▶ CONSIGNES
Relevez, dans les entrées ci-dessous, chaque ligne qui contient le mot « night ».

▶ DONNÉES DE L'EXERCICE
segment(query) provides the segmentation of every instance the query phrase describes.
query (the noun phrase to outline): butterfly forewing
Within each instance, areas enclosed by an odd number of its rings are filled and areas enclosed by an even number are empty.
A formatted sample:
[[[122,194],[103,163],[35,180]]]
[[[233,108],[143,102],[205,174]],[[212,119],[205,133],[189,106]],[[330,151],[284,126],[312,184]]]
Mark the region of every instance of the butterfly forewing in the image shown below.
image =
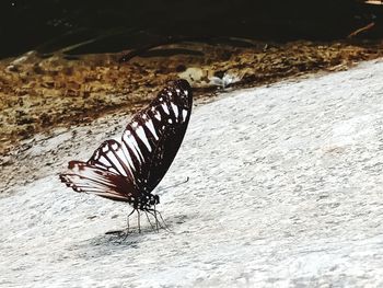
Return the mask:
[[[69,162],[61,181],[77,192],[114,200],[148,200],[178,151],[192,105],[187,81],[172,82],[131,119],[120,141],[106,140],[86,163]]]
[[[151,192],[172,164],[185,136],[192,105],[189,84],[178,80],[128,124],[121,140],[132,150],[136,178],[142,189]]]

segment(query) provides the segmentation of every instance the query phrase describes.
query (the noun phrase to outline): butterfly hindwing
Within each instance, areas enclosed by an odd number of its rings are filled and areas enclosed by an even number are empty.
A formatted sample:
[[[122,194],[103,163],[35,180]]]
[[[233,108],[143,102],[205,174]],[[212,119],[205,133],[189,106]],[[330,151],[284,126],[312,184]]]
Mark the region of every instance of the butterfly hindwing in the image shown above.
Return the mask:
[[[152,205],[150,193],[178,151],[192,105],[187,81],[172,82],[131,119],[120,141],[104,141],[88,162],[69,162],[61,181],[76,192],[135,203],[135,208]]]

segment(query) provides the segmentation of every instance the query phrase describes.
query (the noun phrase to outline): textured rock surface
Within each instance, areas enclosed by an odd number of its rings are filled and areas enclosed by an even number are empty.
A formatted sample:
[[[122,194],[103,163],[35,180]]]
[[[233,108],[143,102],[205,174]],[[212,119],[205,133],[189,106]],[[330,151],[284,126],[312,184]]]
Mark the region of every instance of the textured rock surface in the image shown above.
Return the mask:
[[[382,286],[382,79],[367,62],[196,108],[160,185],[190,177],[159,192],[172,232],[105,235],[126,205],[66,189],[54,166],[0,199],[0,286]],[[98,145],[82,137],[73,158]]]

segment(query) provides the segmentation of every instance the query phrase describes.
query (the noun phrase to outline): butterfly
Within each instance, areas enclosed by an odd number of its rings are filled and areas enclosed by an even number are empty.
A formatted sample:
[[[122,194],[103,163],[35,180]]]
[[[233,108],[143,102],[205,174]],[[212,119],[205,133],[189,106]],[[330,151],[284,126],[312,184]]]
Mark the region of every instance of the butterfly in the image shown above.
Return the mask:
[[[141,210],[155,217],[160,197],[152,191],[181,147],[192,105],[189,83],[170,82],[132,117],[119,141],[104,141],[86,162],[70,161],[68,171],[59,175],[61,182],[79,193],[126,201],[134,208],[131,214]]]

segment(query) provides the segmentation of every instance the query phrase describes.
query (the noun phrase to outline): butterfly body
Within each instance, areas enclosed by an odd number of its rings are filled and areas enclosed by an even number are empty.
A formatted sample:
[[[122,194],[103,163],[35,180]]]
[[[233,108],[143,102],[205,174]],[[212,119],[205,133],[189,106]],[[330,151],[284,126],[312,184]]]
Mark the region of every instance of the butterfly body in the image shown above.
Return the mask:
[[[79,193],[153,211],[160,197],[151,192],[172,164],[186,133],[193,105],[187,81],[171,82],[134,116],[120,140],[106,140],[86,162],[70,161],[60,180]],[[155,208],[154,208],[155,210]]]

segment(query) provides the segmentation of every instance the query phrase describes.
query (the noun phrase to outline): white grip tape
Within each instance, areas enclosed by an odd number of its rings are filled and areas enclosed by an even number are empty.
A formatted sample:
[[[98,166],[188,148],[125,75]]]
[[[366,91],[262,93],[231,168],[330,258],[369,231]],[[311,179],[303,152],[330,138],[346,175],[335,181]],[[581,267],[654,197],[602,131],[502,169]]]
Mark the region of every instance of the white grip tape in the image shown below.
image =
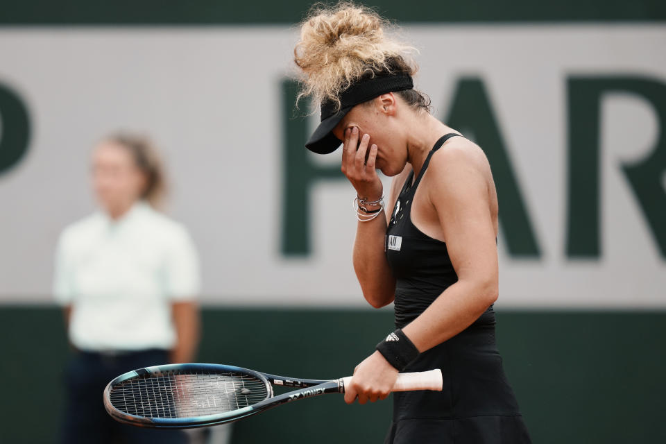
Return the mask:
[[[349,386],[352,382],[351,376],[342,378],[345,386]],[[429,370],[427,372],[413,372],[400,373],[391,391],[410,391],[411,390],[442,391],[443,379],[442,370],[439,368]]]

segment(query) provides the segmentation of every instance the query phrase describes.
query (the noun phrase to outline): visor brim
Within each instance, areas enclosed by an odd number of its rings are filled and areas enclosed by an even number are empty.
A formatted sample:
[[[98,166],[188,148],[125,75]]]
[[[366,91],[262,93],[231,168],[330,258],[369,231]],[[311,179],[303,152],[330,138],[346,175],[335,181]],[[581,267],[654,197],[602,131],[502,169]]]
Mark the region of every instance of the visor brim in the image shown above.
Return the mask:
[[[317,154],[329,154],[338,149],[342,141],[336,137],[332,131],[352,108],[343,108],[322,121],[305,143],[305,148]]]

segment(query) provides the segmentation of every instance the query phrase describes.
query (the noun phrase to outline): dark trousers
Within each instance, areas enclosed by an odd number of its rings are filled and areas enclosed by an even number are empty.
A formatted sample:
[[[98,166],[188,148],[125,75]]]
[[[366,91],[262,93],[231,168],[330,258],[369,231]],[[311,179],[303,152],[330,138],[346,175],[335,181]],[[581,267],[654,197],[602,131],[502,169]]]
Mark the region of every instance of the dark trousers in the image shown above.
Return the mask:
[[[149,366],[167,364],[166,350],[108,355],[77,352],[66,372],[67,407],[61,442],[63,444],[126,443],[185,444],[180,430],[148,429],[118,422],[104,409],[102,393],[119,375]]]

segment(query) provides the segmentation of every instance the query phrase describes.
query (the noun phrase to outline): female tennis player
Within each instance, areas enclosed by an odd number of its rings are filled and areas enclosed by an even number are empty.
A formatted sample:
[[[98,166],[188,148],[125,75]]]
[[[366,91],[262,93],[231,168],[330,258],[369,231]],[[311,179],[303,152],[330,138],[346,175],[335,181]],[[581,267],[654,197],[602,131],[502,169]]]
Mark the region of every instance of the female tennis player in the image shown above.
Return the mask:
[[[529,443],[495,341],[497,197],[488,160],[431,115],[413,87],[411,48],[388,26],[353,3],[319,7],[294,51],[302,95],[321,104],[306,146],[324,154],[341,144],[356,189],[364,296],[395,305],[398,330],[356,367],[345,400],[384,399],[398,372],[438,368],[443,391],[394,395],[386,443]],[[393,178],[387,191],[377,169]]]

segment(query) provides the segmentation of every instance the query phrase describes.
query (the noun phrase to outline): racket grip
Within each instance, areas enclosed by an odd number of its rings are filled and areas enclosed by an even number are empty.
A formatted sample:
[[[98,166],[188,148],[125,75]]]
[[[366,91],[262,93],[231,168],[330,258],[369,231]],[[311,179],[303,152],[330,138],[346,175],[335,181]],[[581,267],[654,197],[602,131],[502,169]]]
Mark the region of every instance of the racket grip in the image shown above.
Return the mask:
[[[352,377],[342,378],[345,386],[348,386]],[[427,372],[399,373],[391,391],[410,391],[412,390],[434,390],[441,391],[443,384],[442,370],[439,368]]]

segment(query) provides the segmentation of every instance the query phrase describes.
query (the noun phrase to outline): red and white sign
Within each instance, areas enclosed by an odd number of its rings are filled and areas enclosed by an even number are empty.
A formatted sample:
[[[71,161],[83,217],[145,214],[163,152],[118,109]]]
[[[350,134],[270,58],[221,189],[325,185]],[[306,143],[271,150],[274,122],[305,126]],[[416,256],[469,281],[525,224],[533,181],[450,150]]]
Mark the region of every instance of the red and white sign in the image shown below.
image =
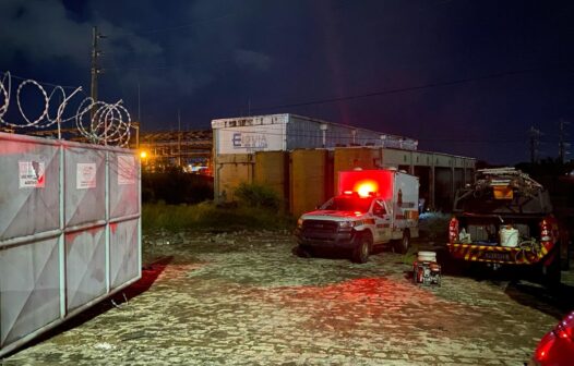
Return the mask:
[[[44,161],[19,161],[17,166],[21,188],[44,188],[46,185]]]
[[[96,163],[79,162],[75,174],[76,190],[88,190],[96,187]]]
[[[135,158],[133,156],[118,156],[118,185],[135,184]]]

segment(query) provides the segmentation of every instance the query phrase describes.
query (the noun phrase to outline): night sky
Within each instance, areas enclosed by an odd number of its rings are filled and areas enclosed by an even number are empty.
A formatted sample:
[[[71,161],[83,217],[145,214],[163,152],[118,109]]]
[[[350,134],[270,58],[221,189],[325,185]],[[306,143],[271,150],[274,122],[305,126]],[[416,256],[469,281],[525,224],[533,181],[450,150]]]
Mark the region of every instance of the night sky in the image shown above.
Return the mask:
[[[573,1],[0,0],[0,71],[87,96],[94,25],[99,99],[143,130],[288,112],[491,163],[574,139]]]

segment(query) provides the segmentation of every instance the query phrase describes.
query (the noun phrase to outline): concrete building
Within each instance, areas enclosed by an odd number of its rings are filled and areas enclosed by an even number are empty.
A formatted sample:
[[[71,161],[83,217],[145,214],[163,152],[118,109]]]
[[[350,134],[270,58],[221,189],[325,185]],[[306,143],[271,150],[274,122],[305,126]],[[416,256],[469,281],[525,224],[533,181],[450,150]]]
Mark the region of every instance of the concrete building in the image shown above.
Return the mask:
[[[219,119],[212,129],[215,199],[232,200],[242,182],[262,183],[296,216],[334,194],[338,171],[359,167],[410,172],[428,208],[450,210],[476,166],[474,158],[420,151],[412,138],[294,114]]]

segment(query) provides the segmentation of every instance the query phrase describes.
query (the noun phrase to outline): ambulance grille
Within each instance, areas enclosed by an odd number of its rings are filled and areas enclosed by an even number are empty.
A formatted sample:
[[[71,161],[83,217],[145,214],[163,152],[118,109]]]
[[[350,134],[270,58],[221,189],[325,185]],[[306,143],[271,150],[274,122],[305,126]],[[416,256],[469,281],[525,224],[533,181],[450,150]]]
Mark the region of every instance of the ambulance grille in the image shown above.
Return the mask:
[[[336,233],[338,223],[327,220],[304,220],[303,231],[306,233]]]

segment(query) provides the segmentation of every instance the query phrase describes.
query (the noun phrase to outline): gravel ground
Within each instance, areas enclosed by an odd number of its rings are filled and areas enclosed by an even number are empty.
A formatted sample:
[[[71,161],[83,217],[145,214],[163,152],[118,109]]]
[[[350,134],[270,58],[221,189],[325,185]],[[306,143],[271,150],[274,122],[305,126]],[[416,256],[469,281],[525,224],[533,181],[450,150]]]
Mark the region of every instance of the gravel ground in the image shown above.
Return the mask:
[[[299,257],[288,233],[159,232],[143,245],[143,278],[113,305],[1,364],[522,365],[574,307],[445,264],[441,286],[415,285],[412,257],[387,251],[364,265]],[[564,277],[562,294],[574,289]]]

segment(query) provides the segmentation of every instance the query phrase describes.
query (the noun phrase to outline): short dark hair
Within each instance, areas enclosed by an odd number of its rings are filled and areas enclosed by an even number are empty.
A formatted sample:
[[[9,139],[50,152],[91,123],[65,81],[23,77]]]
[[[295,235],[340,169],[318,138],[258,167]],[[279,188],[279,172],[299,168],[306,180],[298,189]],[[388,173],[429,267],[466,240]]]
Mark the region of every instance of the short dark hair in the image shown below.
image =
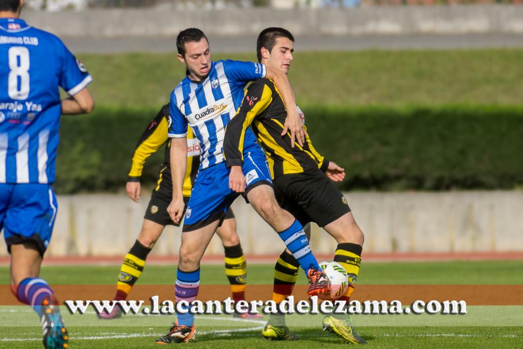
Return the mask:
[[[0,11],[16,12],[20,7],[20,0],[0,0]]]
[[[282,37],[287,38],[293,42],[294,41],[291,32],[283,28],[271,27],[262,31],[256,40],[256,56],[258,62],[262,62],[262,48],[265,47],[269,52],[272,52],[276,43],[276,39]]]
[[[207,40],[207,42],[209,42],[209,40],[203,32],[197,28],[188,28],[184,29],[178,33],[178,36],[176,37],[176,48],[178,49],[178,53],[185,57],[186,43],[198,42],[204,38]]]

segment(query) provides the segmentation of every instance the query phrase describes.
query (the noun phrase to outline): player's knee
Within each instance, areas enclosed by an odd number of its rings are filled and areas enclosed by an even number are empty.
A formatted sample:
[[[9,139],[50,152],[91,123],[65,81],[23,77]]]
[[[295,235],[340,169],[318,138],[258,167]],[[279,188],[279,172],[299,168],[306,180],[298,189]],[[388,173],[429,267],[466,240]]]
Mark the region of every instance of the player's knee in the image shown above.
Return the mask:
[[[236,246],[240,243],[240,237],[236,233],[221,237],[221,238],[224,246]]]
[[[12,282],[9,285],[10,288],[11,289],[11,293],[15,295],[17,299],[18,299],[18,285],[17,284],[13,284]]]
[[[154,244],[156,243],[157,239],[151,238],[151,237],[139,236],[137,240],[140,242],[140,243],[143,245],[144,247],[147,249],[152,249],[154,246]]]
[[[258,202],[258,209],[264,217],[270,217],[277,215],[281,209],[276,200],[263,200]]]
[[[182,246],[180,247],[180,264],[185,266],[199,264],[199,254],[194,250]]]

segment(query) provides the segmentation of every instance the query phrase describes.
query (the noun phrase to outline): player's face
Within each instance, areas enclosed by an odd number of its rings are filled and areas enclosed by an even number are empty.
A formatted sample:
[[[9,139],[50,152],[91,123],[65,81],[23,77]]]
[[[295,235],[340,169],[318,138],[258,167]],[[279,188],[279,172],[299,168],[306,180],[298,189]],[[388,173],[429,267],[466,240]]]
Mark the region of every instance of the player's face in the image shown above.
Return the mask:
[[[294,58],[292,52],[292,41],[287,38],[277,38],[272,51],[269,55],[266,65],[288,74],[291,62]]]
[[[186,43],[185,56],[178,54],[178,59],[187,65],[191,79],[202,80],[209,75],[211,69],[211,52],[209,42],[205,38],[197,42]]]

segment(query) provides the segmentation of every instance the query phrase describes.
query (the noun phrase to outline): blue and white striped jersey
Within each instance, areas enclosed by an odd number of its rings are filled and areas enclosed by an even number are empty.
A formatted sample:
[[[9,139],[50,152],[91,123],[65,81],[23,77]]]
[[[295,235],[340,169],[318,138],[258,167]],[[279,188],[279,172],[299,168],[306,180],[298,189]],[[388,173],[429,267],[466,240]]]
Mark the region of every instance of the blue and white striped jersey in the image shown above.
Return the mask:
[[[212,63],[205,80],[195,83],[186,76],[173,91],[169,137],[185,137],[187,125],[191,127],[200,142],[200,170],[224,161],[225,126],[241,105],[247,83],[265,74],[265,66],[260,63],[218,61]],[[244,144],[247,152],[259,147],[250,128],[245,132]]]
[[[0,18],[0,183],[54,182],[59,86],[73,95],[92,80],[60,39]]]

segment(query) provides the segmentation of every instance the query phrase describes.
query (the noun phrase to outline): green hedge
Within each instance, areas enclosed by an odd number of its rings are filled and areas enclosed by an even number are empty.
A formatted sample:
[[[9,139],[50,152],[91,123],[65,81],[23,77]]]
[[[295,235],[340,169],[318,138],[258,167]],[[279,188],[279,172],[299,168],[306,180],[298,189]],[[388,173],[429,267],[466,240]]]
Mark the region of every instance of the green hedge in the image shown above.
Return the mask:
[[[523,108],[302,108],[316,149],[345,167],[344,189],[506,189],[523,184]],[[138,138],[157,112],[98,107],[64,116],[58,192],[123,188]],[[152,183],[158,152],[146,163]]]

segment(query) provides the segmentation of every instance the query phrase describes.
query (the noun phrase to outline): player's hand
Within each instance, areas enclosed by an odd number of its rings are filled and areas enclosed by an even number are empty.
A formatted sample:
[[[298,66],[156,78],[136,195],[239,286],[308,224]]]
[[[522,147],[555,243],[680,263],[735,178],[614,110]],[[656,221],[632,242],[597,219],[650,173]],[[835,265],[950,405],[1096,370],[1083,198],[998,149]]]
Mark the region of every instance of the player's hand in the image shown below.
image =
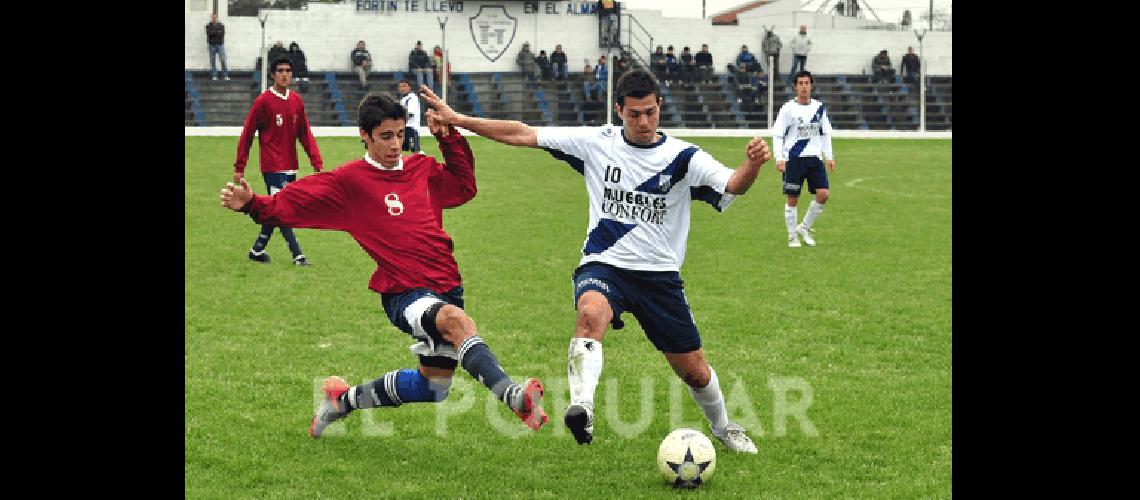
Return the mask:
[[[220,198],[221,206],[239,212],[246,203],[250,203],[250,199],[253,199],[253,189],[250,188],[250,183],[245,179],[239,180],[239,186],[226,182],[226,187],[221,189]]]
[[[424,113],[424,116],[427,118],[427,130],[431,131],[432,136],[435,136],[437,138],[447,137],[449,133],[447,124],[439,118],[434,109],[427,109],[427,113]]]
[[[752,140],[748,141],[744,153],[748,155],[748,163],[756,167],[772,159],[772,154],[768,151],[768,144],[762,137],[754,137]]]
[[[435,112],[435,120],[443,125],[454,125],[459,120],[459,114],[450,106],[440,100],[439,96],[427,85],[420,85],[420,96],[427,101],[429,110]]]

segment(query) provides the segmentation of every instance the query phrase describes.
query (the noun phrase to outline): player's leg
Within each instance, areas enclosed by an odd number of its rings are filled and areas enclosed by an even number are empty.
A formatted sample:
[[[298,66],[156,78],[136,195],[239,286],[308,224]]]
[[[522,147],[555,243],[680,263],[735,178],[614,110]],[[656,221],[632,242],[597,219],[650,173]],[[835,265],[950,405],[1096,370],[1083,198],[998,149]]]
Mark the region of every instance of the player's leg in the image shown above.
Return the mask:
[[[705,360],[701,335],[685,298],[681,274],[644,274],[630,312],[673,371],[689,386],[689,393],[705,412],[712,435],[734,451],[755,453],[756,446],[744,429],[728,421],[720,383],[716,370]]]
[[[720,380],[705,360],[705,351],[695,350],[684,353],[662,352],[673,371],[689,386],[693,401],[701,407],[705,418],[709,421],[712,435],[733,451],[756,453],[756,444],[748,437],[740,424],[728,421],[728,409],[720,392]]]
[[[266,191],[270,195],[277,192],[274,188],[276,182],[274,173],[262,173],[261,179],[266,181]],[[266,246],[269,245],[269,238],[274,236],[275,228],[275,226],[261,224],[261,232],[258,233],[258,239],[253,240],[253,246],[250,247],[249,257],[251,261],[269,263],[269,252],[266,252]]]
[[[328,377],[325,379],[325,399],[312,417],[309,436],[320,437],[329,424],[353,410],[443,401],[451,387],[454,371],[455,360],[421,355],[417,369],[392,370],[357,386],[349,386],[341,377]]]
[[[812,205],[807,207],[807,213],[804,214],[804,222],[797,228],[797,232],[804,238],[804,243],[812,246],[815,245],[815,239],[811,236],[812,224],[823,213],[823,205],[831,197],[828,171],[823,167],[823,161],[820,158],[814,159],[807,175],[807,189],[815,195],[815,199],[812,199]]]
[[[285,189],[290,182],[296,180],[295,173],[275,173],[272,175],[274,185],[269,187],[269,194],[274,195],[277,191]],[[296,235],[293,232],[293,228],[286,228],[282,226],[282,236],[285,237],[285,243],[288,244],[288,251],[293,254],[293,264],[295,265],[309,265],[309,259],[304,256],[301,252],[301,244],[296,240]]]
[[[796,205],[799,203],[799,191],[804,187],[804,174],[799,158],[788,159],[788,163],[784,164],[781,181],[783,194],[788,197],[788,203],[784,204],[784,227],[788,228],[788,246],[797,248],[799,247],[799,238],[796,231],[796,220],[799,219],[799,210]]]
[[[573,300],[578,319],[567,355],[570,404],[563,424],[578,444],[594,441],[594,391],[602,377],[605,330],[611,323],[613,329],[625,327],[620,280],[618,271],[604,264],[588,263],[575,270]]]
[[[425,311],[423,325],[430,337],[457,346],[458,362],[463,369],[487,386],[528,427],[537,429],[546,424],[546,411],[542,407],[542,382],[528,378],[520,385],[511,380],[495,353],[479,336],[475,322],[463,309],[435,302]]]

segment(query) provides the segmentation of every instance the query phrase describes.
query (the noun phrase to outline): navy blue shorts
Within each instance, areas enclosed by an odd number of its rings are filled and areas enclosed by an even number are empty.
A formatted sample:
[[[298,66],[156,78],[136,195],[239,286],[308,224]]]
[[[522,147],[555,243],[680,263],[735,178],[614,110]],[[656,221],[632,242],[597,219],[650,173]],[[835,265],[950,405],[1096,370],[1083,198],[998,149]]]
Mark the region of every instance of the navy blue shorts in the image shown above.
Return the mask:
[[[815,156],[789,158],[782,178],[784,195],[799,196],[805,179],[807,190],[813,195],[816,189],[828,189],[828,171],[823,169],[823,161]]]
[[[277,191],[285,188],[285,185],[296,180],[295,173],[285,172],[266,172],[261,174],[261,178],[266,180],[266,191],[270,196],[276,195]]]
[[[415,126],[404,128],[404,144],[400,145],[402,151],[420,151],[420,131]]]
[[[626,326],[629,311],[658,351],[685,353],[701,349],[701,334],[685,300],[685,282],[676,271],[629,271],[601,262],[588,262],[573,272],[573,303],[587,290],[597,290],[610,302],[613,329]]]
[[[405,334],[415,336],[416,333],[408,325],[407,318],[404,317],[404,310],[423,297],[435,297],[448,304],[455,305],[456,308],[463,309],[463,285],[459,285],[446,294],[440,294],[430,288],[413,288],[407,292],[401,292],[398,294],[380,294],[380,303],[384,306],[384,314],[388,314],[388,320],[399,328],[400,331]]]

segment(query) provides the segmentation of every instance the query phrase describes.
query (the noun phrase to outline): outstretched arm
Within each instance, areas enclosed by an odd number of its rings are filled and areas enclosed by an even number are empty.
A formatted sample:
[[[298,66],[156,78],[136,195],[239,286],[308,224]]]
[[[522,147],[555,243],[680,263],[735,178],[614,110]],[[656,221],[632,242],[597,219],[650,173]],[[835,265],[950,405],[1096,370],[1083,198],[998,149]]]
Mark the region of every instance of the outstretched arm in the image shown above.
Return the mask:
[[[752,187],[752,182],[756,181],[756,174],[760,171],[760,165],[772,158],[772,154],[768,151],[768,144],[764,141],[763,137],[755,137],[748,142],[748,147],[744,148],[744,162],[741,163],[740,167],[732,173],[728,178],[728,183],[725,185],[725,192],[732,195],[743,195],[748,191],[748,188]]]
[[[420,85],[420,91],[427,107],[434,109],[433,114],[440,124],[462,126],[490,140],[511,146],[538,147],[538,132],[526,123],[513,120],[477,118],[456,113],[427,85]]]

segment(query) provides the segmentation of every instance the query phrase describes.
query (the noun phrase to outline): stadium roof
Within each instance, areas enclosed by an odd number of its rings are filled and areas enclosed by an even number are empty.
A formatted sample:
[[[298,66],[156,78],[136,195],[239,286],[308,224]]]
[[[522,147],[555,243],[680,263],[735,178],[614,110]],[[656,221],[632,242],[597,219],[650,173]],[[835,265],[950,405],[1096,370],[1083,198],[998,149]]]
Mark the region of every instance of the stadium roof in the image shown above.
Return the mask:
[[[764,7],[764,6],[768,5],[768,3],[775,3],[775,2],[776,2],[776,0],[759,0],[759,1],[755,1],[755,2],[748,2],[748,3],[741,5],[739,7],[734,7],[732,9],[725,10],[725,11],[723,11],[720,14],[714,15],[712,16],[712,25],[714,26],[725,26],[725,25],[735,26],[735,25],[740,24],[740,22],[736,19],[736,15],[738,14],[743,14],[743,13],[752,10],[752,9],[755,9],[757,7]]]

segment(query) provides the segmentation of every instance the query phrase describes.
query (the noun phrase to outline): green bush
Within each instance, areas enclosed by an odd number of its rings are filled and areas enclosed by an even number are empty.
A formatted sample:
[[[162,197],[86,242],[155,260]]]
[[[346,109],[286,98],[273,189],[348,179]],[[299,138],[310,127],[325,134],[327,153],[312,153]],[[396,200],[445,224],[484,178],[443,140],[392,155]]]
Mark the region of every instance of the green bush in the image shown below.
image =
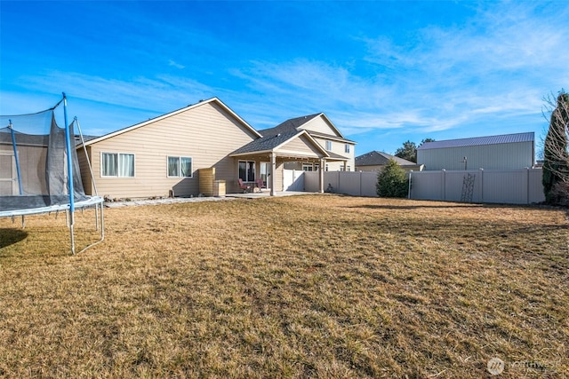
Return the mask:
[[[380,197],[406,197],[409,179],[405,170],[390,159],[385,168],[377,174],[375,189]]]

▶ RÉSULTAT ATTENDU
query (the noun phrase to outline): night sky
Mark the region of every instance of the night sky in the image shown above.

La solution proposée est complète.